Omit all images. Transcribe the rest of the material below exactly.
++++
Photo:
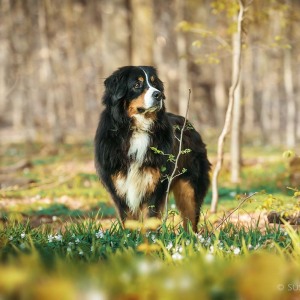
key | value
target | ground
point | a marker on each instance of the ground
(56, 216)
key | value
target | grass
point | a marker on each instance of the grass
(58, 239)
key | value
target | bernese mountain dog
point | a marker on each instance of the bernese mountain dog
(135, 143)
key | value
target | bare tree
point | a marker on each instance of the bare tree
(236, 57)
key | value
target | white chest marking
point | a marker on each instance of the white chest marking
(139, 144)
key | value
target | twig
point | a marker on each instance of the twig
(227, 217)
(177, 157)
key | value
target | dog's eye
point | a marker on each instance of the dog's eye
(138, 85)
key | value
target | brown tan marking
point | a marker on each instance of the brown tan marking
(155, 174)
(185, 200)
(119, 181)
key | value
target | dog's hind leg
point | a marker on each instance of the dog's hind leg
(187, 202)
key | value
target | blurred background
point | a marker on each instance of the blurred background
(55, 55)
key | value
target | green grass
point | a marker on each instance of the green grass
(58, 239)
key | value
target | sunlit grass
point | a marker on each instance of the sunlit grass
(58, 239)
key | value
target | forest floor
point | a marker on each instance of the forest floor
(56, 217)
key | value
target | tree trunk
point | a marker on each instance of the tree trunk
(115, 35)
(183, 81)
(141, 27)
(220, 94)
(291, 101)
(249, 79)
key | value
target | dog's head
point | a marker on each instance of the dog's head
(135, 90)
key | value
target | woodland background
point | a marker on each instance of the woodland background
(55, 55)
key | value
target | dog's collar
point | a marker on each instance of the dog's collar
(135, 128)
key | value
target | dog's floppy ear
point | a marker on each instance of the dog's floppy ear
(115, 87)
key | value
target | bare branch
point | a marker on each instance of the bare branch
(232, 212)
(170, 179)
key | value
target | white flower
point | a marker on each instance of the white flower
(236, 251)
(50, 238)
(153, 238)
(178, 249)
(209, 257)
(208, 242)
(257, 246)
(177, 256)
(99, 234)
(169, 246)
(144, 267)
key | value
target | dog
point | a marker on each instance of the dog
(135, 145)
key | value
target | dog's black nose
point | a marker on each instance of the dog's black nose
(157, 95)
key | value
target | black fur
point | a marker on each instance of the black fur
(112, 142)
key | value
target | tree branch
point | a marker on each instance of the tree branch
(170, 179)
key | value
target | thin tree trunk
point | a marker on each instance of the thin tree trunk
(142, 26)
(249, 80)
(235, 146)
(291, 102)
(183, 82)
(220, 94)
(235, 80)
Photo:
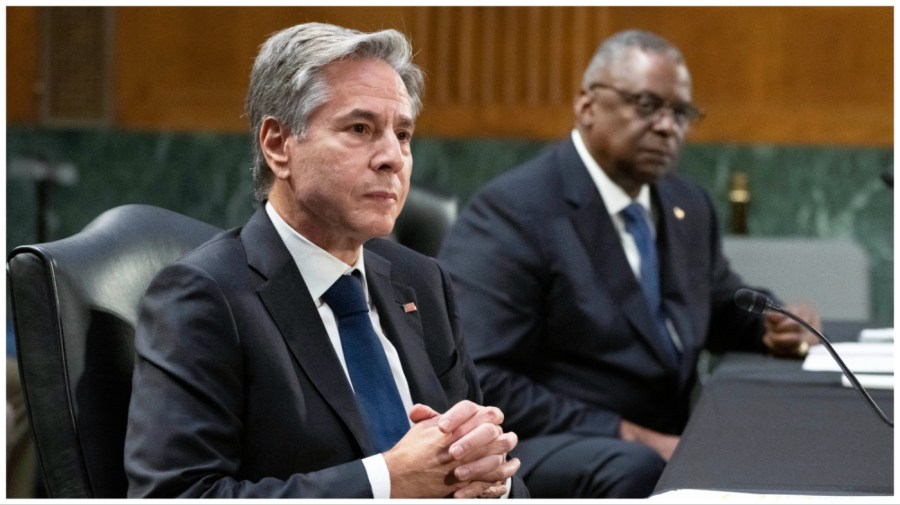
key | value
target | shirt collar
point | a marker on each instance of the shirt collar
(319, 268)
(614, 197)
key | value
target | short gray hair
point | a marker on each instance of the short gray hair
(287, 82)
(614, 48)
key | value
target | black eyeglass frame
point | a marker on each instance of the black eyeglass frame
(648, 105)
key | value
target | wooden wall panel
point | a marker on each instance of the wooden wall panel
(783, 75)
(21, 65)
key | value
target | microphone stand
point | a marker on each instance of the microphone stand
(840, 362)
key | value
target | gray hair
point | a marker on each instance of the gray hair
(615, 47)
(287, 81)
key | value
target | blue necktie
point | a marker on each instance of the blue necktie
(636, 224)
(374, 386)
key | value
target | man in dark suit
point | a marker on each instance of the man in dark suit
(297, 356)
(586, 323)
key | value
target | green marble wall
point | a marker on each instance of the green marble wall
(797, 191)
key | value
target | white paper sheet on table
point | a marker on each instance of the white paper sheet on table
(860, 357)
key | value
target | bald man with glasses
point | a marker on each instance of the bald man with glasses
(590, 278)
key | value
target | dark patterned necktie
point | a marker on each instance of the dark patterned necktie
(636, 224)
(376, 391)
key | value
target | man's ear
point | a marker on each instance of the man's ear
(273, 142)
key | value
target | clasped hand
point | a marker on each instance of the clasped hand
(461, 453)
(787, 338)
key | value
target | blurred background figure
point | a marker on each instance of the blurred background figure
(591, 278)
++++
### COMPLETE ANSWER
Photo:
key | value
target | ground
point | a marker on each instance of the ground
(56, 216)
key | value
target | grass
point | a marker on each instance of the grass
(58, 239)
key | value
target | bernese mountain dog
point | a marker on each instance of the bernese mountain dog
(135, 143)
key | value
target | bare tree
point | a marker on each instance of the bare tree
(236, 57)
key | value
target | white chest marking
point | a marker on each instance of the white chest marking
(139, 144)
key | value
target | twig
point | a marker on each instance of the twig
(227, 217)
(177, 157)
key | value
target | dog's eye
point | a marker on each instance of the dog's eye
(138, 85)
key | value
target | brown tan marking
point | a marker on each instance of the brown tan marking
(155, 174)
(185, 200)
(119, 181)
key | value
target | dog's hind leg
point | a marker on each instance of the dog's hind leg
(187, 202)
key | value
target | blurred background
point | a marker on each instance of the blurred background
(55, 55)
key | value
target | green grass
point | a marker on each instance of the green grass
(58, 239)
key | value
target | sunlit grass
point | a marker on each instance of the sunlit grass
(58, 239)
key | value
target | forest floor
point | a marker on each instance of the forest floor
(56, 217)
key | value
target | tree trunk
point | a marker on each instance of the tree trunk
(115, 35)
(183, 81)
(141, 27)
(220, 94)
(291, 101)
(249, 79)
key | value
target | dog's head
point | a marker on each instance of the dog's head
(135, 90)
key | value
target | woodland background
point | a marker on each instance of the woodland background
(55, 55)
key | value
target | dog's collar
point | a marker on each instance of the dog's collar
(135, 128)
key | value
target | dog's floppy ear
point | a marker on each instance of the dog's floppy ear
(115, 87)
key | value
target | bare branch
point | a marker on each instance of the bare branch
(232, 212)
(170, 179)
key | value
target | white flower
point | a marker on each instance of the white flower
(236, 251)
(50, 238)
(153, 238)
(178, 249)
(209, 257)
(208, 242)
(257, 246)
(177, 256)
(99, 234)
(169, 246)
(144, 267)
key | value
target | dog
point | a marker on each instance of the dog
(135, 145)
key | value
target | dog's black nose
point | a marker on each instance of the dog's black nose
(157, 95)
key | value
target | black fur
point | a marker on each instance of the black fur
(112, 142)
key | value
target | tree branch
point | a marker on each instance of the tree branch
(170, 179)
key | value
target | thin tree trunk
point | a marker on each instance of the thin tree trunk
(142, 26)
(249, 80)
(235, 146)
(291, 102)
(183, 82)
(220, 94)
(235, 80)
Photo:
key | value
target | shirt collar
point | a marker on each instance of the shirt collar
(319, 268)
(614, 197)
key | value
target | short gray hair
point | a marker on each instance of the short gray hair
(287, 82)
(614, 48)
key | value
target | black eyeglass frame
point | a marker on each instance of the black eyeglass frame
(648, 105)
key | value
target | wooden wall panel
point | a marker on each instance of the wooden wall panel
(783, 75)
(21, 65)
key | value
target | microphone stand
point | a marker on each instance of the microphone stand
(840, 362)
key | value
target | gray hair
point | a marker on each instance of the gray hair
(615, 47)
(287, 81)
key | value
target | blue necktie
point | a marker on each instance of the blue necktie
(636, 224)
(374, 386)
key | value
target | man in dark suit
point | a marker on each instance of the man in dark suit
(297, 356)
(586, 323)
key | value
target | green marble wall
point | a marker on each instance of the green marble wall
(797, 191)
key | value
target | white paper sheet on table
point | a marker on each instance of the white paper sheet on table
(860, 357)
key | value
target | bald man with glasses
point | a marker on each instance of the bald man with glasses
(590, 278)
key | value
target | dark patterned necktie
point | a marker on each instance of the dark patterned necktie
(636, 224)
(376, 391)
key | value
target | man's ear
point | a marker on each instance of the man's ear
(273, 142)
key | value
target | clasped hand
point | a marker on each instance of the clasped hand
(461, 453)
(787, 338)
key | value
target | blurred background figure
point | a marker on each instance of the blurred background figure
(591, 278)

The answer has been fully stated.